##### 課題文 #####

新星・上薗恋奈はフリー進めず「悔しい」 三宅咲綺は高橋大輔の「根性」学び躍進...全日本女子の舞台裏ストーリー
「フィギュアスケーターにとって夢の場所」。それが全日本選手権という舞台だろう。たどり着くために心血を注ぎ、出場するだけでも栄誉だが、いつしか表彰台の高いところに立つ誘惑にも駆られる。そこには当然、濃厚な光と影が出る。
ショートプログラム(SP)からフリー、その狭間だけでも物語は生まれる。それは勝者だけでつくるものではない。"敗れざる者"がいることで成立するのだ。
【前回躍進の上薗恋奈は悔しい結果】
ジュニアの14歳、上薗恋奈は「彗星のように現われた」スケーターと言えよう。昨年の全日本では、13歳で総合4位に躍進。少女ながら大人顔負けの表現力を見せ、脚光を浴びることになった。
「5歳からスケートを始めて。五輪での金メダルという夢を掲げました。今もその目標に向かってやっています!」
今年5月のインタビューで、上薗はそう明かしていた。「トリプルアクセルにも挑戦したい」と野心的に言い、夢には思えないほどの現実味があった。

##### 提供資料 #####

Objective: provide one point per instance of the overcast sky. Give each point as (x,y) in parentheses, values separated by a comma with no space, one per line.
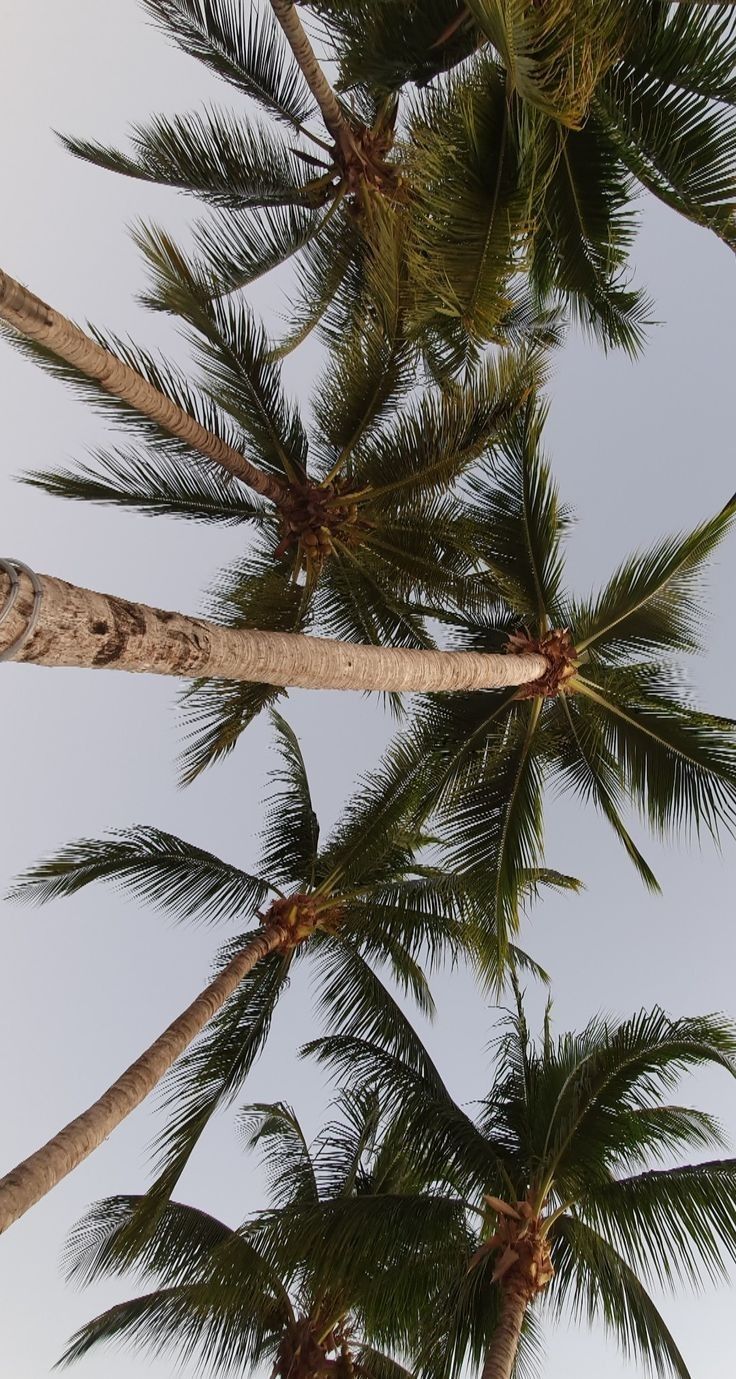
(87,983)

#####

課題の指示:
全日本女子の舞台裏を描いた記事のうち、「新星・上薗恋奈はフリー進めず」から「表現力を見せ、脚光を浴びることになった。」までの部分を、「誘惑」を「欲求」に差し替えて書き直してください。

解答:
新星・上薗恋奈はフリー進めず「悔しい」 三宅咲綺は高橋大輔の「根性」学び躍進...全日本女子の舞台裏ストーリー
「フィギュアスケーターにとって夢の場所」。それが全日本選手権という舞台だろう。たどり着くために心血を注ぎ、出場するだけでも栄誉だが、いつしか表彰台の高いところに立つ欲求にも駆られる。そこには当然、濃厚な光と影が出る。
ショートプログラム(SP)からフリー、その狭間だけでも物語は生まれる。それは勝者だけでつくるものではない。"敗れざる者"がいることで成立するのだ。
【前回躍進の上薗恋奈は悔しい結果】
ジュニアの14歳、上薗恋奈は「彗星のように現われた」スケーターと言えよう。昨年の全日本では、13歳で総合4位に躍進。少女ながら大人顔負けの表現力を見せ、脚光を浴びることになった。